→ WRITTEN PROBLEM
Starting at the line that contains "query: the noun phrase to segment: wooden", copy each line through the final one exactly as written.

-- Begin RECORDS FOR THE EXERCISE --

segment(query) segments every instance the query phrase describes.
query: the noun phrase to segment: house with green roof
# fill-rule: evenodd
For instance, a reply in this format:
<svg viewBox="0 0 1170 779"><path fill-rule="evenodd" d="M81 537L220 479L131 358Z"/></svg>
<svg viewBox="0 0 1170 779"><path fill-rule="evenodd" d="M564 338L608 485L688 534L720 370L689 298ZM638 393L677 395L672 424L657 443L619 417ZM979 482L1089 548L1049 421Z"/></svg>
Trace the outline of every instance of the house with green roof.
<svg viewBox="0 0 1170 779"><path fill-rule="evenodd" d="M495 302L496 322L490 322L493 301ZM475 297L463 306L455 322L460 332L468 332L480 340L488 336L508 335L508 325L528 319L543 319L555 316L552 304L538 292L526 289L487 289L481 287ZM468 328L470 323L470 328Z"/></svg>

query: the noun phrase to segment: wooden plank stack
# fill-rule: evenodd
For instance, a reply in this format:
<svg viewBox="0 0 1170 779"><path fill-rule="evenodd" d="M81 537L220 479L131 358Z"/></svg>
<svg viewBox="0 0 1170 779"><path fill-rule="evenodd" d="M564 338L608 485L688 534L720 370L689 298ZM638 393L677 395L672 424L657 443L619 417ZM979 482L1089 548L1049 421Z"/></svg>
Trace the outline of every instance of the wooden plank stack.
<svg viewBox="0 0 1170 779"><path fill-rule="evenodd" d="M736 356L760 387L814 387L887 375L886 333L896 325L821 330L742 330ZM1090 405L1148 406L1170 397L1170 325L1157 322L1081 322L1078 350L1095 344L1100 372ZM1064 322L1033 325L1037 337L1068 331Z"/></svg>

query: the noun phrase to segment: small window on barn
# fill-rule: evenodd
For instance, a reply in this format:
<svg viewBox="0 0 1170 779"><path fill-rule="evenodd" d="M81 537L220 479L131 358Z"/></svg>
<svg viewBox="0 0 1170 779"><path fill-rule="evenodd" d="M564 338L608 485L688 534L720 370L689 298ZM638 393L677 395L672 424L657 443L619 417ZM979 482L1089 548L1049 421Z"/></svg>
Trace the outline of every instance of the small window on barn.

-- End RECORDS FOR THE EXERCISE --

→ PROBLEM SOLUTION
query: the noun phrase to segment: wooden plank stack
# fill-rule: evenodd
For instance, a reply in this format:
<svg viewBox="0 0 1170 779"><path fill-rule="evenodd" d="M81 537L220 479L131 358Z"/></svg>
<svg viewBox="0 0 1170 779"><path fill-rule="evenodd" d="M564 338L608 485L688 534L720 370L689 298ZM638 393L677 395L672 424L657 443L619 417ZM979 482L1089 548L1049 421Z"/></svg>
Trace the outline of every instance of the wooden plank stack.
<svg viewBox="0 0 1170 779"><path fill-rule="evenodd" d="M736 356L760 387L814 387L887 375L886 333L896 325L821 330L742 330ZM1090 405L1148 406L1170 397L1170 325L1157 322L1081 322L1078 350L1095 344L1100 372ZM1064 322L1033 325L1037 337L1068 331Z"/></svg>

query: the noun phrase to segment: small window on barn
# fill-rule: evenodd
For instance, a reply in this format:
<svg viewBox="0 0 1170 779"><path fill-rule="evenodd" d="M81 537L220 479L131 358Z"/></svg>
<svg viewBox="0 0 1170 779"><path fill-rule="evenodd" d="M564 338L608 485L688 534L720 370L689 298ZM638 393L677 395L672 424L657 443L619 417ZM979 482L1089 548L1049 421Z"/></svg>
Trace the outline of every instance of the small window on barn.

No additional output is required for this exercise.